▸ **Document excerpt**:
══════
Overview
- Other name(s): Cologne-Minden Emscher Valley Railway
- Native name: Köln-Mindener Emschertalbahn
- Line number: 2206 (Duisburg-Ruhrort–Gelsenkirchen-Bickern); 2260 (Duisburg-Neumühl–Grafenbusch); 2205 (Gelsenkirchen-Bickern–Wanne-Eickel); 2208 (Wanne-Eickel–Herne); (Herne–Castrop-Rauxel Süd); 2210 (Castrop-Rauxel Süd–Dortmund);
- Locale: North Rhine-Westphalia, Germany

Service
- Route number: 447 (Duisburg-Ruhrort); 423 (Grafenbusch–Bottrop); 426 (Gelsenkirchen-Bickern–Dortmund);

Technical
- Line length: 61 km (38 mi)
- Track gauge: 1,435 mm (4 ft 8+1⁄2 in) standard gauge
- Electrification: 15 kV/16.7 Hz AC overhead catenary
- Operating speed: 100 km/h (62.1 mph) (maximum)

= Duisburg-Ruhrort–Dortmund railway =

Railway line in Germany

The Duisburg-Ruhrort–Dortmund railway (also called the Cologne-Minden Emscher Valley Railway) was built by the Cologne-Minden Railway Company (Cöln-Mindener Eisenbahn-Gesellschaft, CME) in the area to the north of its original Ruhr line to improve connections to mines and factories in the northern Ruhr region, which is now in the German state of North Rhine-Westphalia.
══════
▸ **Data shown**:
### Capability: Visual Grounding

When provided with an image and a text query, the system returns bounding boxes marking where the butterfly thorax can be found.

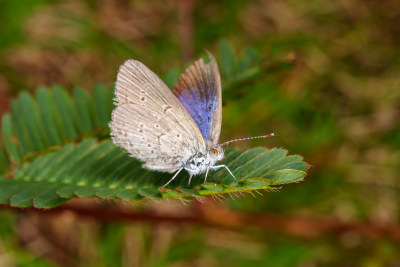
══════
▸ **Exercise instructions**:
1. Why did the Cologne-Minden Railway Company build the line described in the text on the Duisburg-Ruhrort–Dortmund railway? Answer in one to three sentences.
2. Please reproduce the passage of the text on the Duisburg-Ruhrort–Dortmund railway between "Railway line in" and "of North Rhine-Westphalia.", inclusive.
The material that comes after the text is separate from it.

▸ **Replies**:
1. The Cologne-Minden Railway Company built the line north of its original Ruhr line to improve connections to mines and factories in the northern Ruhr region. That region is now in the German state of North Rhine-Westphalia.

2.
Railway line in Germany

The Duisburg-Ruhrort–Dortmund railway (also called the Cologne-Minden Emscher Valley Railway) was built by the Cologne-Minden Railway Company (Cöln-Mindener Eisenbahn-Gesellschaft, CME) in the area to the north of its original Ruhr line to improve connections to mines and factories in the northern Ruhr region, which is now in the German state of North Rhine-Westphalia.